— BEGIN Quoted passage —

The 1997 floods inundated Turtle Beach at the southwest end of Woodward Avenue.

ROSE ALBANO RISSO/Bulletin file photo

POSTED December 19, 2012 12:47 a.m.

Superstorm Sandy could end up costing some Manteca, Lathrop, and Weston Ranch homeowners as much as $2,766 a year.

That’s because there is a move afoot in Congress to revisit mandatory federal flood insurance.

Congress in June killed a bill that would have required property within residual risk areas be placed under mandatory coverage. About 500 homes in southwest Manteca near the Airport Way corridor as well as all of Weston Ranch and most of Lathrop lies within a residual risk area.

The residual risk area addresses not just homes protected by levees but communities in the path of any potential dam failure such as New Melones Reservoir.

Councilman John Harris brought up the flood insurance concern during Tuesday’s council meeting. It is being revived by some in Congress as a way of spreading out the financial risk of paying claims when major catastrophes such as Superstorm Sandy strikes.

Manteca Mayor Willie Weatherford noted that areas along the Eastern Seaboard are prone to a much higher frequency of flooding. He added that many areas that are indentified as being in the residual flood zone in Manteca have never flooded “and may never do so.”

Manteca’s contracted lobbyists in Washington, D.C. - Van Scoyoc Associates - are already making contacts with proponents of such a requirement delineating concerns of San Joaquin Valley cities.

During April’s San Joaquin One trip that involved a contingent of elected and private sector leaders making pitches for federal money for San Joaquin County entities, Manteca council members Debby Moorhead and Steve DeBrum made the rounds with key bureaucratic and elected officials in the flood insurance tiff to make the city’s concerns known.

— END Quoted passage —
— BEGIN Dataset extract —

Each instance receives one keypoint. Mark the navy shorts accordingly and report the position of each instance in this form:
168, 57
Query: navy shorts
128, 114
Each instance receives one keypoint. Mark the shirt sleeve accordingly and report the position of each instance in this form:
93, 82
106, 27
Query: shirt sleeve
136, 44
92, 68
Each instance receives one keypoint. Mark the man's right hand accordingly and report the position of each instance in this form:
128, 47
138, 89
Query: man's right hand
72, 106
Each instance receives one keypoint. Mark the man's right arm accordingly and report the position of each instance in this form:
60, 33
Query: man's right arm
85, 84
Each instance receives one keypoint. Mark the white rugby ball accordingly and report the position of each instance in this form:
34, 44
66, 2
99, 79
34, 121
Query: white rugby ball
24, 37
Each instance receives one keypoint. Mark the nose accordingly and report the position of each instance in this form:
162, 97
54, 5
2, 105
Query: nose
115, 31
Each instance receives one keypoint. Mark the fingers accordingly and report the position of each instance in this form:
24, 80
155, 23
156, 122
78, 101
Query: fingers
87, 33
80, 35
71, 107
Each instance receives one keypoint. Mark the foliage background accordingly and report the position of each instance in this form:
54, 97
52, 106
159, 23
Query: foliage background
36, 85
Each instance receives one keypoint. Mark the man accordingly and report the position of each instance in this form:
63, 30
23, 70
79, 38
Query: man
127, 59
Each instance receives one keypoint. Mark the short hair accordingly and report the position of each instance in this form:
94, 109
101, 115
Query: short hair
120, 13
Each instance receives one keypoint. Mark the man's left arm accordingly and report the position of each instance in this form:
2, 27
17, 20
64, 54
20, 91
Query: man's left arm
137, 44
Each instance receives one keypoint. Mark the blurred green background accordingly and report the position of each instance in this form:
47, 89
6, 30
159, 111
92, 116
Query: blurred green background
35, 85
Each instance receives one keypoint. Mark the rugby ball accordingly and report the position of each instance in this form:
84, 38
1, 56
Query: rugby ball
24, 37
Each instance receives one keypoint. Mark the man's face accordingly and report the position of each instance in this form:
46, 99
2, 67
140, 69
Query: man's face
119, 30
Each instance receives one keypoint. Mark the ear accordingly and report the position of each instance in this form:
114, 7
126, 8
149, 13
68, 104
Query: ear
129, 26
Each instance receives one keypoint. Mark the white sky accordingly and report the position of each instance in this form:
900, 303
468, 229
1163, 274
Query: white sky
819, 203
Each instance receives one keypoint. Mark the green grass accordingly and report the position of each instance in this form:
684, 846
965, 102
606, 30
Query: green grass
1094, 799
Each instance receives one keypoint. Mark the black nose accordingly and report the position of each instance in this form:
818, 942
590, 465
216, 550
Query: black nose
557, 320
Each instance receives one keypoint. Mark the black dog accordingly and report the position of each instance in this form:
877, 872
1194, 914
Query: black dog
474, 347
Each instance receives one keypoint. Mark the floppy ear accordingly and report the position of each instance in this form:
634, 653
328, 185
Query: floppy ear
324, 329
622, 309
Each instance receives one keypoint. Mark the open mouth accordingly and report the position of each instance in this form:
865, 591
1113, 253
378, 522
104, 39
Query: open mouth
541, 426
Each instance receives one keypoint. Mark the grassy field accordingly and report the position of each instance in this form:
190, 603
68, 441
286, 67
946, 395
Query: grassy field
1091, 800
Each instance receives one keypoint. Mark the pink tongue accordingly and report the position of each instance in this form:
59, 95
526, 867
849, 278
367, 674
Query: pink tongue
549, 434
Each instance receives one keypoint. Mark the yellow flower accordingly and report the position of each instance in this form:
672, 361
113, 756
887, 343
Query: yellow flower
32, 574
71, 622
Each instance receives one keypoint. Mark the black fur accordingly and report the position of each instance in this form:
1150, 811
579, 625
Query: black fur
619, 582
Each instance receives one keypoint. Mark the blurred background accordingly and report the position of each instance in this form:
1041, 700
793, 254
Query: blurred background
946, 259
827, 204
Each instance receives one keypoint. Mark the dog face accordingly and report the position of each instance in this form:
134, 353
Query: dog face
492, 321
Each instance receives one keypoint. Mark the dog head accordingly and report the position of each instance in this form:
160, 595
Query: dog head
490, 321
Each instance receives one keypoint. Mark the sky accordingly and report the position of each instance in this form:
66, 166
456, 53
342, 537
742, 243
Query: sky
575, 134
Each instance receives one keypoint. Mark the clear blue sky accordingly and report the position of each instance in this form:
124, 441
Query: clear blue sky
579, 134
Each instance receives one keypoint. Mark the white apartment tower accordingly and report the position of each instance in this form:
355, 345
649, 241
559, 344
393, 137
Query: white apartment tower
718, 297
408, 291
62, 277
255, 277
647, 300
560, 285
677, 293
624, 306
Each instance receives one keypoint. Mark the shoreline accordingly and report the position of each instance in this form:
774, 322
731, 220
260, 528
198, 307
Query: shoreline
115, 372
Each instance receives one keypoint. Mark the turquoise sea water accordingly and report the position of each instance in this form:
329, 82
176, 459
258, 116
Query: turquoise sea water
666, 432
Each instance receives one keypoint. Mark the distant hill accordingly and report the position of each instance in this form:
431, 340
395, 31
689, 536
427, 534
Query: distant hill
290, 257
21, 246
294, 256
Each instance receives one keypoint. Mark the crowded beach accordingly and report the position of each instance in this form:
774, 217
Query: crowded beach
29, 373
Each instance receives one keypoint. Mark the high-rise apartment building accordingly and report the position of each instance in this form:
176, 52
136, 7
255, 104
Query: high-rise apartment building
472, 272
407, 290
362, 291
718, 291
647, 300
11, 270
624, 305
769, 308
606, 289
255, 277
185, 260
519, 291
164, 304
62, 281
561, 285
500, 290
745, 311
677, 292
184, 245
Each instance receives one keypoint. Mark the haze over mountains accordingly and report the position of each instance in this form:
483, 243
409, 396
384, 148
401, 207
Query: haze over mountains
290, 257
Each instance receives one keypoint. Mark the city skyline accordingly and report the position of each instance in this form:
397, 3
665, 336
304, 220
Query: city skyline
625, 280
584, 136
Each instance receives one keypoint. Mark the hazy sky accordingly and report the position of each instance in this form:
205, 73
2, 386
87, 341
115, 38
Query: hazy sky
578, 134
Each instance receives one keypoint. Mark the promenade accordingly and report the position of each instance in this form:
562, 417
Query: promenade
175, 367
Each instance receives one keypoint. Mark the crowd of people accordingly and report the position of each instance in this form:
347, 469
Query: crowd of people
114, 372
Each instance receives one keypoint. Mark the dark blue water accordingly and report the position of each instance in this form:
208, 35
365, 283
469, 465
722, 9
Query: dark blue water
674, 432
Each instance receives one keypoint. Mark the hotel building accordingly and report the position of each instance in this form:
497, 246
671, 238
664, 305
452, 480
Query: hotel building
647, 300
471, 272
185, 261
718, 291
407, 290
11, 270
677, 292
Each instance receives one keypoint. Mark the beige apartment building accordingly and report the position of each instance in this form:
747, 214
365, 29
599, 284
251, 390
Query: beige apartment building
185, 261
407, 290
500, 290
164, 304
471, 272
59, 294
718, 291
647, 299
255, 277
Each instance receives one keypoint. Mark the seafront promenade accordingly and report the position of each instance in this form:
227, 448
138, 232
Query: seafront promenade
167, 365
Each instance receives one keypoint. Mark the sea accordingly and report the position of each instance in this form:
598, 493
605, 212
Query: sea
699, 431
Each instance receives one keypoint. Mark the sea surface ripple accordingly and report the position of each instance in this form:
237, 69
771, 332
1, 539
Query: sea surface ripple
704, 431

— END Dataset extract —

### Goal A
In the flood insurance article, what firm serves as Manteca's contracted lobbyists in Washington, D.C.?
### Goal B
Repeat the part of the flood insurance article starting with "ROSE ALBANO RISSO/Bulletin" and going on through "as $2,766 a year.".
Work from the flood insurance article alone, not the listing.

### Answer A
Van Scoyoc Associates

### Answer B
ROSE ALBANO RISSO/Bulletin file photo

POSTED December 19, 2012 12:47 a.m.

Superstorm Sandy could end up costing some Manteca, Lathrop, and Weston Ranch homeowners as much as $2,766 a year.